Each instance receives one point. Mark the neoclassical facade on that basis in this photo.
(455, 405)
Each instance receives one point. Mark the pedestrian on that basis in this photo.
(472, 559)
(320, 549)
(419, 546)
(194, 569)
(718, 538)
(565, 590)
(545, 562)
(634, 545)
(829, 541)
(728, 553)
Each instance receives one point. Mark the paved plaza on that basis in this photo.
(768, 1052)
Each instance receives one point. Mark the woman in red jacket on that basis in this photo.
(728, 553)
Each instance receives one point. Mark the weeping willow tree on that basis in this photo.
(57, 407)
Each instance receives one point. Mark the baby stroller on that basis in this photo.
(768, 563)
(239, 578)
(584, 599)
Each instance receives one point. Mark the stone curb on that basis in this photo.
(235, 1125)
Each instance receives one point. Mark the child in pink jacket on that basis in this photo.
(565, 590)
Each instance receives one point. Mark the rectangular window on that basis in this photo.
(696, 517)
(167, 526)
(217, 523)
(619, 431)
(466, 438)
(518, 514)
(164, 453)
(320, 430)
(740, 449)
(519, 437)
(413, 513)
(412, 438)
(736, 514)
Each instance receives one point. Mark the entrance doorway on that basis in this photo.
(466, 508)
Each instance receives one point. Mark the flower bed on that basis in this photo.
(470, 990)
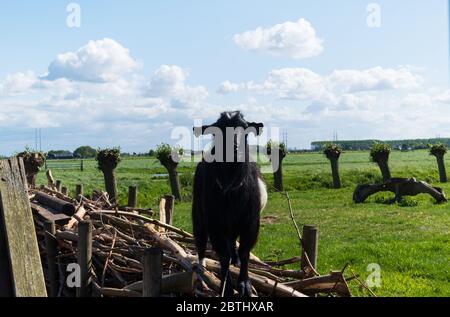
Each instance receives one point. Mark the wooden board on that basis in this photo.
(20, 247)
(47, 215)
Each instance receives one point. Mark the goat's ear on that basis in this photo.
(257, 126)
(198, 131)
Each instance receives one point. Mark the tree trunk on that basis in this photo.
(278, 177)
(111, 184)
(441, 166)
(335, 173)
(174, 182)
(384, 167)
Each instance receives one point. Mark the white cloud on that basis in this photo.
(170, 81)
(98, 61)
(304, 84)
(376, 78)
(18, 83)
(227, 87)
(294, 39)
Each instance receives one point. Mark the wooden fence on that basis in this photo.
(69, 165)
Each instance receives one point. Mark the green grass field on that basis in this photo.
(411, 244)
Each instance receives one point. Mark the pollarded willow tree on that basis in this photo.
(33, 162)
(439, 151)
(169, 157)
(277, 153)
(380, 154)
(333, 153)
(108, 159)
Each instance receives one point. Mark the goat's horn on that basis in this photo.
(257, 126)
(198, 131)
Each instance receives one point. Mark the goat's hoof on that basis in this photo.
(245, 289)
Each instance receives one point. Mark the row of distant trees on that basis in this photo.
(85, 152)
(405, 145)
(379, 154)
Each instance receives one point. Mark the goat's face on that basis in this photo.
(230, 136)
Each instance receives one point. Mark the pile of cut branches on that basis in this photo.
(122, 234)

* REQUIREMENT:
Reproduce the entire listing above word for word, leaving out the pictures.

* COMPLETE RESPONSE:
Each instance receives one point. Mark the neoclassical facade on that basis in this photo.
(455, 405)
Each instance receives one point. Mark the pedestrian on that basis in this photo.
(472, 559)
(320, 549)
(419, 546)
(194, 569)
(718, 538)
(565, 590)
(545, 562)
(634, 545)
(829, 541)
(728, 553)
Each instance receives one point. Mark the paved plaza on that basis in this photo.
(768, 1052)
Each instance receives one point. Mark the woman in red jacket on that basis in this photo.
(728, 553)
Each instance receives one point. Mark the weeping willow tree on that basis in this photo.
(57, 407)
Each instance receives one point. Mark the baby stroller on that basis in this photo.
(768, 563)
(239, 578)
(584, 599)
Each instance receives one point. Mark the stone curb on that basis in this photo.
(235, 1125)
Each instance receives one point. Mark the child in pink jacket on that basis in this photo.
(565, 590)
Each instance receives one point. Mark the rectangular window on that basis in this photo.
(696, 517)
(167, 526)
(217, 523)
(619, 431)
(466, 438)
(518, 514)
(164, 453)
(320, 430)
(740, 449)
(519, 437)
(413, 513)
(412, 438)
(736, 514)
Each instance receives one point. Mark the entrance doorway on that basis in this photo.
(466, 508)
Each instance receives one point. Mark the flower bed on that basis in this photo.
(470, 990)
Each instance receives one point. Mark the wooden board on that basis in this photo.
(20, 247)
(47, 215)
Each instance receives one point. Mark the goat's ear on that basis in this photo.
(257, 126)
(198, 131)
Each instance receives one point. Mark the tree trunk on that basis in this photo.
(278, 177)
(111, 184)
(441, 166)
(335, 173)
(174, 182)
(384, 167)
Each instance receives one point. Mark the white cloud on that basis in this photo.
(170, 81)
(98, 61)
(304, 84)
(376, 78)
(18, 83)
(227, 87)
(294, 39)
Each instance receives one point. Mark the wooden fence on that basis in this photo.
(69, 165)
Each instance receives one point. Mark the green grass field on that basis in this photo.
(411, 244)
Each instance receives one point. Mark the pollarded willow tree on that basis in this photo.
(33, 162)
(439, 151)
(169, 157)
(277, 153)
(380, 154)
(333, 153)
(108, 159)
Each instance receives one point. Mark the goat's horn on that basis in this photo.
(257, 126)
(198, 131)
Each instance receives one point. Mark the goat's hoof on that basis in this photo.
(245, 289)
Each instance receives one point. Mark the row of distant trees on that basis in this photo.
(85, 152)
(405, 145)
(379, 154)
Each instance receives one point. Mark the goat's face on that basis in this photo.
(230, 136)
Each instance receives one point. Mark the pile of cut branches on that basis in this photo.
(122, 234)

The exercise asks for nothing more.